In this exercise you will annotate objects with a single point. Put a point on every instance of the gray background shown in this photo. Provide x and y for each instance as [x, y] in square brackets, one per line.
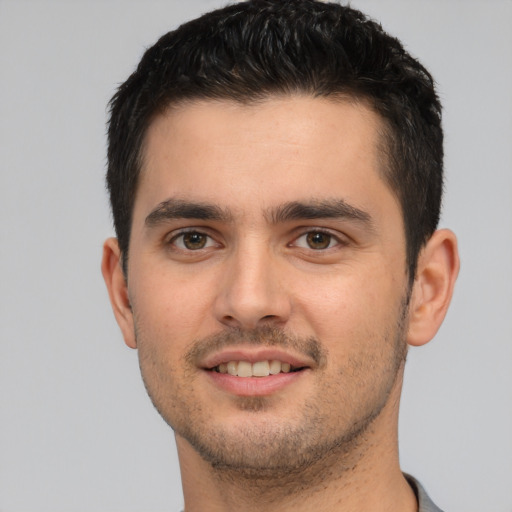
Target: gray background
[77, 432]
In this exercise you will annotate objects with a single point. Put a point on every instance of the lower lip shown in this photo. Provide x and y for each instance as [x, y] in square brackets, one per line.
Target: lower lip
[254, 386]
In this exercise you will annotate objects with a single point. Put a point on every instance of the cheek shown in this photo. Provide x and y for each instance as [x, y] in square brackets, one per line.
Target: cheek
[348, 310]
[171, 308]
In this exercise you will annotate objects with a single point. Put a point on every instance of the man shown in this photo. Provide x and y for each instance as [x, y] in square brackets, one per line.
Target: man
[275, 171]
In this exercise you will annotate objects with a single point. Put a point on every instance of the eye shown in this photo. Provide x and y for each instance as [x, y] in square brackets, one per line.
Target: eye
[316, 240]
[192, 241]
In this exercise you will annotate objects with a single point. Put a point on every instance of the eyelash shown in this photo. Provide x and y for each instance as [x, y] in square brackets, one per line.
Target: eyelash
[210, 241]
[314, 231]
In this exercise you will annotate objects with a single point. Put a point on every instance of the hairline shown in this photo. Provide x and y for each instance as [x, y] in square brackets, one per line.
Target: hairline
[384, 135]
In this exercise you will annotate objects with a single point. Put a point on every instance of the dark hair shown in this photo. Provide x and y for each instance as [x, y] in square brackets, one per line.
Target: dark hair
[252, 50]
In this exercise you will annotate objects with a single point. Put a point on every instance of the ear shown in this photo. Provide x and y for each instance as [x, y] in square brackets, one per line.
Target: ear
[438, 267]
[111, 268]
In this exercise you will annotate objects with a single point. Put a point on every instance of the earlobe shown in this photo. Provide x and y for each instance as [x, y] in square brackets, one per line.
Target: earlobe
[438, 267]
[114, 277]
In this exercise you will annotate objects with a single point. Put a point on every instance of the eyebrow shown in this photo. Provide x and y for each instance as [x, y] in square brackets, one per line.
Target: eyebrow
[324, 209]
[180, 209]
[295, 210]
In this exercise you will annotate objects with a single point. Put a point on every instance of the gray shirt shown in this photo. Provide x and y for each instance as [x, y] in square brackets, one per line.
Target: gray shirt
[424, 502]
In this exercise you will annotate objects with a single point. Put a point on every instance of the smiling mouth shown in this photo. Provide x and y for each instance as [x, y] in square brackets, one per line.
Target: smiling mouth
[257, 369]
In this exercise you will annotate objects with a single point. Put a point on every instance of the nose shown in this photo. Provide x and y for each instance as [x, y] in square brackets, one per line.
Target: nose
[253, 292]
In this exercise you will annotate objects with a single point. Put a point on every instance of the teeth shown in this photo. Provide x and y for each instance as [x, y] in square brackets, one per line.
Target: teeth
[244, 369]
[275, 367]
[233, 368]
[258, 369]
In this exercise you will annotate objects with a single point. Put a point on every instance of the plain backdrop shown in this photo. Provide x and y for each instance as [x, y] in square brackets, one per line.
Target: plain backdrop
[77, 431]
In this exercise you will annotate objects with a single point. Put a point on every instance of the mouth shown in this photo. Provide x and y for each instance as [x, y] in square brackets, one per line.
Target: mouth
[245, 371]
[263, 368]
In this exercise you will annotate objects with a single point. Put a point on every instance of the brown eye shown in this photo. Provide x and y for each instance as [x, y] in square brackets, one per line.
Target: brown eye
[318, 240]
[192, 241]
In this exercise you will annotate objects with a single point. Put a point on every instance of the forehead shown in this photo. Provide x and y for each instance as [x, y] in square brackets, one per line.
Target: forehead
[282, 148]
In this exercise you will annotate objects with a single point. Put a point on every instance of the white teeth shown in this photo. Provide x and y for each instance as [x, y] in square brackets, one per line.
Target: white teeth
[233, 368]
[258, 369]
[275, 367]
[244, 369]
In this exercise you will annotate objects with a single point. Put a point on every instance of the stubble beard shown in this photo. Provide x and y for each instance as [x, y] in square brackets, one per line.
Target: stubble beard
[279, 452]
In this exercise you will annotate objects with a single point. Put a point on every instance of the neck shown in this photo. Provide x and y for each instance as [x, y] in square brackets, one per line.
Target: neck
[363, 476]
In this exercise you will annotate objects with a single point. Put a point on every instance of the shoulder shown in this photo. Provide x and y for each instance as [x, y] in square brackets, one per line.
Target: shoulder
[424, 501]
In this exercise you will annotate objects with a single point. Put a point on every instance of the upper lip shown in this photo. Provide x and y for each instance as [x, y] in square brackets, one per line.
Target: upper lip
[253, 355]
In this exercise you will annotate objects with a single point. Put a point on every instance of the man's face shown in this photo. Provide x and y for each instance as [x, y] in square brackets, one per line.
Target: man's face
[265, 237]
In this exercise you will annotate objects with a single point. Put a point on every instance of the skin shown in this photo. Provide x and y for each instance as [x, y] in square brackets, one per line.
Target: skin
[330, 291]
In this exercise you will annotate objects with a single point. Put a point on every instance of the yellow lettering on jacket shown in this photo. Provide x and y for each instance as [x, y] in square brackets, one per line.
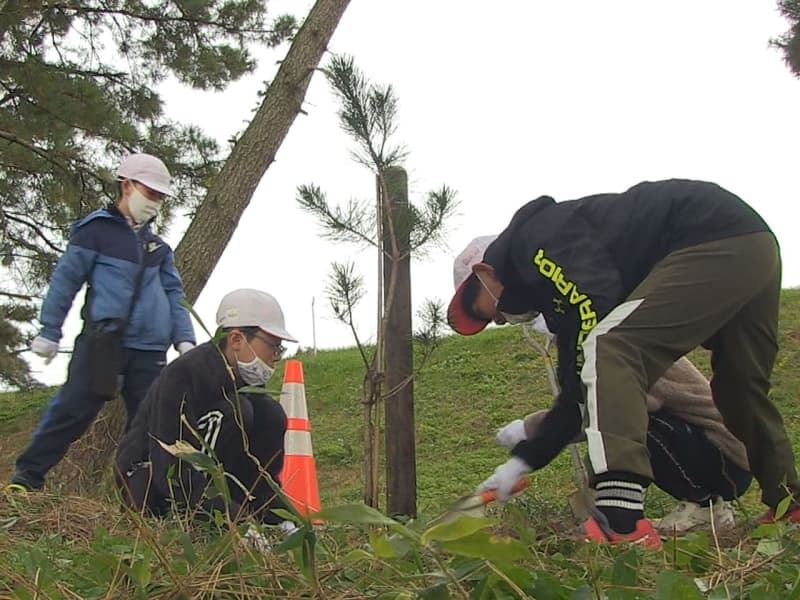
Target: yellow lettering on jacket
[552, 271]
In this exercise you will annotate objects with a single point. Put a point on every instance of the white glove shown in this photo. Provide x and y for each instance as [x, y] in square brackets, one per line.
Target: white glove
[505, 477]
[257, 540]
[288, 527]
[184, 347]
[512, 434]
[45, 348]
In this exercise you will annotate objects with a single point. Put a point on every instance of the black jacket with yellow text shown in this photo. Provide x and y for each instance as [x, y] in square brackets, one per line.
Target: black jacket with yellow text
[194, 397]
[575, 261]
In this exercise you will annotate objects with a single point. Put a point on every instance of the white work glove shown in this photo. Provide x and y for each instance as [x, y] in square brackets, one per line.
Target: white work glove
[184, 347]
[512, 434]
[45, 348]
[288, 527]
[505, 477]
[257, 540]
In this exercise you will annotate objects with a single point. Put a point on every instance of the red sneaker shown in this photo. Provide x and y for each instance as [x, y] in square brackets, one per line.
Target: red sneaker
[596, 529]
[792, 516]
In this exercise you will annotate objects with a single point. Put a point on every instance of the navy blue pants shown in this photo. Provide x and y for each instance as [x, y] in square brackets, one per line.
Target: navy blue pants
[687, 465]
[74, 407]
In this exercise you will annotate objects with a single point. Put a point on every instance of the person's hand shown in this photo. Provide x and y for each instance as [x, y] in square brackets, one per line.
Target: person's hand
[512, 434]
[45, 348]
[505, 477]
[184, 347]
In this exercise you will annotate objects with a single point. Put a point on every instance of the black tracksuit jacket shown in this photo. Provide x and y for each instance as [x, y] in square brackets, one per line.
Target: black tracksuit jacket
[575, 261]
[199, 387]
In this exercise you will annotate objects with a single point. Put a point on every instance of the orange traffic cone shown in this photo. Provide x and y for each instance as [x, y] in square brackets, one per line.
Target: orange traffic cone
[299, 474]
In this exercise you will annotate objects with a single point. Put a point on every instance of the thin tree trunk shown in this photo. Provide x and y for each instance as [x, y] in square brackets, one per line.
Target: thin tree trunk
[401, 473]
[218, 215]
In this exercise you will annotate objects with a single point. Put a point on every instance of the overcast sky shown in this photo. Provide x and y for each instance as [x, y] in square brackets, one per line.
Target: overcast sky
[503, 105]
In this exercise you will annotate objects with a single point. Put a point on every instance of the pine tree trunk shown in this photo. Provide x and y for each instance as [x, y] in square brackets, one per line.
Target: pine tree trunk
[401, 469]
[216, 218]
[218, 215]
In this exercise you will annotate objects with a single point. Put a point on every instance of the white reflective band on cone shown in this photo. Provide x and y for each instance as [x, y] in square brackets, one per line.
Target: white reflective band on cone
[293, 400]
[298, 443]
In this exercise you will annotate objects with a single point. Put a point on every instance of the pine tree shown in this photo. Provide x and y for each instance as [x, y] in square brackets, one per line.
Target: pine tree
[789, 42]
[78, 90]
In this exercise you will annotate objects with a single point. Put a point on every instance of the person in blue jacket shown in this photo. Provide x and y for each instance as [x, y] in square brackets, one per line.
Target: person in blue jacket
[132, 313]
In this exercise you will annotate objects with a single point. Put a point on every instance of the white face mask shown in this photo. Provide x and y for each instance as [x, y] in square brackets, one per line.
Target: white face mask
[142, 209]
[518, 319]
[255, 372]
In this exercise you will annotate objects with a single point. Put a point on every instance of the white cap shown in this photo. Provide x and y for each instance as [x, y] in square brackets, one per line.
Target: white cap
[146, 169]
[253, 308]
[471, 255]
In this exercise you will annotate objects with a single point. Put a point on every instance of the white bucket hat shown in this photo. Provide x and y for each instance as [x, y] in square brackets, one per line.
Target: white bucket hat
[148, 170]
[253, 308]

━━━━

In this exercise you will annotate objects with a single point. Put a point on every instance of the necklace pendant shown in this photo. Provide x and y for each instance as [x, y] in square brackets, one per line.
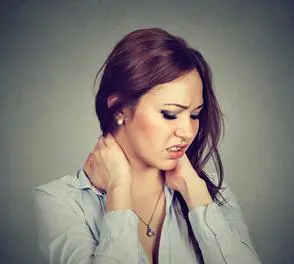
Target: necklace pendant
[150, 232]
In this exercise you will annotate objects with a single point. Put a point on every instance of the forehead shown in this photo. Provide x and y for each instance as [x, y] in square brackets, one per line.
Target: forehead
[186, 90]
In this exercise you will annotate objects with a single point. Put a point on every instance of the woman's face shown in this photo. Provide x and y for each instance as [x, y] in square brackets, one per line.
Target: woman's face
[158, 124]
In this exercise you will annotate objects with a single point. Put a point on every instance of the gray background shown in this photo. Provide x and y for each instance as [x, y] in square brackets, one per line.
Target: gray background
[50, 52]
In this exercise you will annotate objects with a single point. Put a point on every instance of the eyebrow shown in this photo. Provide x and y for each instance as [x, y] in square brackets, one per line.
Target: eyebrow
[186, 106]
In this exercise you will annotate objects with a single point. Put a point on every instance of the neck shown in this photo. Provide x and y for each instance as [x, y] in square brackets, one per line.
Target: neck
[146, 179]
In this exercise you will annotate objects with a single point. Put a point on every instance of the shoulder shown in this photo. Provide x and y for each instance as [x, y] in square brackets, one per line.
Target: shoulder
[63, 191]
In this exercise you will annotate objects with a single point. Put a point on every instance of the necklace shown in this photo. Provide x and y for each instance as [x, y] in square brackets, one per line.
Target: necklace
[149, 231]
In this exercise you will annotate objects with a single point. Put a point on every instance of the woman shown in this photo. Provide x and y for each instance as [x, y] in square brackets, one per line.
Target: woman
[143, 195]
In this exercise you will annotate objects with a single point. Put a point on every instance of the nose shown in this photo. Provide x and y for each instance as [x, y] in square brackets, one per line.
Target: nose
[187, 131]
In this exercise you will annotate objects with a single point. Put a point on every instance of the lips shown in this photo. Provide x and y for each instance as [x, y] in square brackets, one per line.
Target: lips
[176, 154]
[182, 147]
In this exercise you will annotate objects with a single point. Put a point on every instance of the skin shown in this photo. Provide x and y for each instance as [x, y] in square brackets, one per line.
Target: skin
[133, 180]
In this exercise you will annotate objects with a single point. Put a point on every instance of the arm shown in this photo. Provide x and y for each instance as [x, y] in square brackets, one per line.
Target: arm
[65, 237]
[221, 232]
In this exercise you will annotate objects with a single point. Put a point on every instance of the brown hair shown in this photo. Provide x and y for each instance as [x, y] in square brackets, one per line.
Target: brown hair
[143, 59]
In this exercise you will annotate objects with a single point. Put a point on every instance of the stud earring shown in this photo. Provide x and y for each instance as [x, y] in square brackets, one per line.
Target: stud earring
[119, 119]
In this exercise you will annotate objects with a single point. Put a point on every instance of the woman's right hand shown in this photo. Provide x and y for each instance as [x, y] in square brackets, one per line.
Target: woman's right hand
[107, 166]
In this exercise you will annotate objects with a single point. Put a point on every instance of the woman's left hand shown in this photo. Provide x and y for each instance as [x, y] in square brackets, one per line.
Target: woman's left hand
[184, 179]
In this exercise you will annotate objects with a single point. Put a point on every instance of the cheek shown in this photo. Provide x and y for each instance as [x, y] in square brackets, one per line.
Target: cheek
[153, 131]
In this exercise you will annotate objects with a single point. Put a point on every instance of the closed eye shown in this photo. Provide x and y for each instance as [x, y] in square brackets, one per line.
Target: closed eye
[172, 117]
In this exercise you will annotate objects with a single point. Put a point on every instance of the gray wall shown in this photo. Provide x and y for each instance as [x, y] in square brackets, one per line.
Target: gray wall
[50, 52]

━━━━

Prompt: Extract from the records above the lines from the one containing "of the navy" to the one containing "of the thin", both lines included, exactly as they appear and with nothing else.

Solution to this task:
In this exercise you will annotate objects with a single point. Put a point on every instance of the navy blue pants shown in this photo. Provide x and y for each instance as [x, y] in square brackets, one per line.
Target: navy blue pants
[687, 465]
[74, 407]
In this exercise you will annotate objects with a single point. Put a point on every instance of the person's hand shown in this photo. Provide x and y for each instance as [x, y] in square brackets, one per line.
Target: person's hand
[512, 434]
[45, 348]
[505, 477]
[184, 347]
In this exercise you will annotate objects with a single point. Put a point on every instance of the black tracksuit jacket shown in this photo. Provide x and y for each instance as [x, y] in square brackets, one per line.
Target: black tracksuit jacket
[575, 261]
[199, 387]
In this exercise you will annotate objects with a single point. Put a point on every instance of the orange traffic cone shown in this photo. Provide x and y for each instance as [x, y] in square brackets, one per line.
Target: orange traffic cone
[299, 474]
In this exercise you will annotate objects with a single point. Put a point on every instance of the thin tree trunk shown in this photo. Provide x and y for each instance as [x, y] in square brackets, one per line.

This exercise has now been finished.